## WORK INSTRUCTIONS
State how many lines of the records below contain the string "green". Reply with the number alone.

Entries pointing to labeled objects
= = = = = = =

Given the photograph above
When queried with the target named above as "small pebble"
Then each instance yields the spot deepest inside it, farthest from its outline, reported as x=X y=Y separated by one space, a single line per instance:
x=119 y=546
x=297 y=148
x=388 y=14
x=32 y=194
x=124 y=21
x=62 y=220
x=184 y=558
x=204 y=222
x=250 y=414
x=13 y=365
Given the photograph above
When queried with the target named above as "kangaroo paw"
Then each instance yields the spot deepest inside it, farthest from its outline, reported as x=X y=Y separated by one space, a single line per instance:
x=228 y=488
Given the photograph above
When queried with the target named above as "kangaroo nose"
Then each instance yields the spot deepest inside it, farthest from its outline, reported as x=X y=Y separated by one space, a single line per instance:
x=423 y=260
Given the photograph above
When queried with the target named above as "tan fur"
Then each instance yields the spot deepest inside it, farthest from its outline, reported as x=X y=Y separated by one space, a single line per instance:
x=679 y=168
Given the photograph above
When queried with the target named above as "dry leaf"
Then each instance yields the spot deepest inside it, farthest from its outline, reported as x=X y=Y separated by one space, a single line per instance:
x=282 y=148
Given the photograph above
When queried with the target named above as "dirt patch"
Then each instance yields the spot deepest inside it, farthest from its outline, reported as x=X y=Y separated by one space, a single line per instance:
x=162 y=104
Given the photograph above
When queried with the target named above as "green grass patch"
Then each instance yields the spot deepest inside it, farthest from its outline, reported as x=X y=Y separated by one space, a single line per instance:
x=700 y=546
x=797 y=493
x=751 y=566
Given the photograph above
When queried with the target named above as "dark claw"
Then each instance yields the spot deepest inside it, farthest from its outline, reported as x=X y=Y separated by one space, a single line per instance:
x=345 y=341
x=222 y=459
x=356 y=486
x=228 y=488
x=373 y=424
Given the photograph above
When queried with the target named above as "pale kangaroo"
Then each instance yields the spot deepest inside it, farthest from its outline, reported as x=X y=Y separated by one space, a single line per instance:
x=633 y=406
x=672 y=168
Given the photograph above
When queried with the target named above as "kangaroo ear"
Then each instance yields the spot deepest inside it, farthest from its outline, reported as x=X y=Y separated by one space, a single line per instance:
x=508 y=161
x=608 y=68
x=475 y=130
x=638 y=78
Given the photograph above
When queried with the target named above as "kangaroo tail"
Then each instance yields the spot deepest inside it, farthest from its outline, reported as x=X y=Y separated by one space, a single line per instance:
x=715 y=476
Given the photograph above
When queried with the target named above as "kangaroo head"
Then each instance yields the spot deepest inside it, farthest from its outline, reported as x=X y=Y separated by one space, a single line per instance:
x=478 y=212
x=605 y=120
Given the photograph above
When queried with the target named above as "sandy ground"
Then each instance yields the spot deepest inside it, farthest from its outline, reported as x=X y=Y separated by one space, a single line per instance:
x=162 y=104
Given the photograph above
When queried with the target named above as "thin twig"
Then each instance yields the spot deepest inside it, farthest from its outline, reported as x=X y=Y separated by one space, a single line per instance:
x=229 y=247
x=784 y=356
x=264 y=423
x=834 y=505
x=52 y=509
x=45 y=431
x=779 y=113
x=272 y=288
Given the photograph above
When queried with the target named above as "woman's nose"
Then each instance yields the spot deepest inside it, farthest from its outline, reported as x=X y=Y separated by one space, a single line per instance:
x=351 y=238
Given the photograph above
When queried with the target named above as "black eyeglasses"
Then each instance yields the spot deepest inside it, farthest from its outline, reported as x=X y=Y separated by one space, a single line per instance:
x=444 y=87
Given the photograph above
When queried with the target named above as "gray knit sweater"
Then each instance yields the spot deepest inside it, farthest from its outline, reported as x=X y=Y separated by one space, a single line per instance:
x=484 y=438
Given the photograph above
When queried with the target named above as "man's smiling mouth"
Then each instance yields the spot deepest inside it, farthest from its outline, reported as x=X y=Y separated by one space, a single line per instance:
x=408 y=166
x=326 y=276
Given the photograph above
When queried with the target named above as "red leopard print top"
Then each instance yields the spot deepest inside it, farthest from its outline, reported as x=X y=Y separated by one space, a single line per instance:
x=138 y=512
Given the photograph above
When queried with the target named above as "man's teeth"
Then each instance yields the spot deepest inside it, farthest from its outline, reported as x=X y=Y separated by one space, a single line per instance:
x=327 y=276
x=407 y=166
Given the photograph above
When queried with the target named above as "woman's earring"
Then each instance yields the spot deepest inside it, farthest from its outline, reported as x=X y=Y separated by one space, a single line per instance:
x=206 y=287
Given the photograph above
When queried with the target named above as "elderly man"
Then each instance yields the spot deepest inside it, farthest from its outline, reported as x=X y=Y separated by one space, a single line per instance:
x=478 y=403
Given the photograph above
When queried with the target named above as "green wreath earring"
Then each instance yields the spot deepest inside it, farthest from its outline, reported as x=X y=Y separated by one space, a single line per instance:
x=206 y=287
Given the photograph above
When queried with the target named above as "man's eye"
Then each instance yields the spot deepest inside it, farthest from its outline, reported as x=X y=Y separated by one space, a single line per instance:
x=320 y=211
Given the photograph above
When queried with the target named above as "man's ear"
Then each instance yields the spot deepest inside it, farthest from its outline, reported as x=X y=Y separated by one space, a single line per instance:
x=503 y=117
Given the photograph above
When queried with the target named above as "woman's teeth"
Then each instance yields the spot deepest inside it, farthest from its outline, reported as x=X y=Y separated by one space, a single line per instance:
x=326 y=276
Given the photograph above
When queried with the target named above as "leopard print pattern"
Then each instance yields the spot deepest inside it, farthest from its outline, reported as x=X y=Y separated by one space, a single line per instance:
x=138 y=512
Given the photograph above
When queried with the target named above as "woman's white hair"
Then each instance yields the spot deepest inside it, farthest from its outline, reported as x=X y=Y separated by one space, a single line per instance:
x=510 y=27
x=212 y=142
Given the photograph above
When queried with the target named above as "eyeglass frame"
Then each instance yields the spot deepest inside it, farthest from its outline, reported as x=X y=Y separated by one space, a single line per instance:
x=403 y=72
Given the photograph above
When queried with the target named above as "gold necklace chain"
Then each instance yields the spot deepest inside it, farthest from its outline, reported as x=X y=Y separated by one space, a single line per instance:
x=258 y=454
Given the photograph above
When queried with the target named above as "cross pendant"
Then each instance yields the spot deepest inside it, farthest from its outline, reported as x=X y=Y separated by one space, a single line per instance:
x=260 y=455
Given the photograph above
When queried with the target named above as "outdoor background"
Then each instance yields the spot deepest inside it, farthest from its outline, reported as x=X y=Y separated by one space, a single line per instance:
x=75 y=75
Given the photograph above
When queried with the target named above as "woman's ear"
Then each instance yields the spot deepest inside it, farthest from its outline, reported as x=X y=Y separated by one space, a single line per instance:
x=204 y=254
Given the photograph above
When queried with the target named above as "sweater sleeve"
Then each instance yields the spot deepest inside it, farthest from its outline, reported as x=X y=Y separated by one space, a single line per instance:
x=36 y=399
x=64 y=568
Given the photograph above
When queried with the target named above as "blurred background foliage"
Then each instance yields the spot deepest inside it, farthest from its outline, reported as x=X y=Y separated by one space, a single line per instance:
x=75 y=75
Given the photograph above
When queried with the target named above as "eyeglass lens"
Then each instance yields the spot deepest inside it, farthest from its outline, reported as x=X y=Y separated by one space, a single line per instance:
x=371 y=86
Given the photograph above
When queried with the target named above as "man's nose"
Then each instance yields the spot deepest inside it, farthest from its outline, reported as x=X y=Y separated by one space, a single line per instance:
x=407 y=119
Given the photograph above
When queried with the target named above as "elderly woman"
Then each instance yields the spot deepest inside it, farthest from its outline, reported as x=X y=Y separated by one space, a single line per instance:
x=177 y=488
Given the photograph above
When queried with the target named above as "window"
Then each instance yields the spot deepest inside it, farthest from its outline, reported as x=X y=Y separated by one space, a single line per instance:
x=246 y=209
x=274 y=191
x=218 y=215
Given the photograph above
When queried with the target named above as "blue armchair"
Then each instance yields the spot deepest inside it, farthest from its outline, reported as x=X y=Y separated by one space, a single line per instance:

= = = = = = =

## SOLVED PROBLEM
2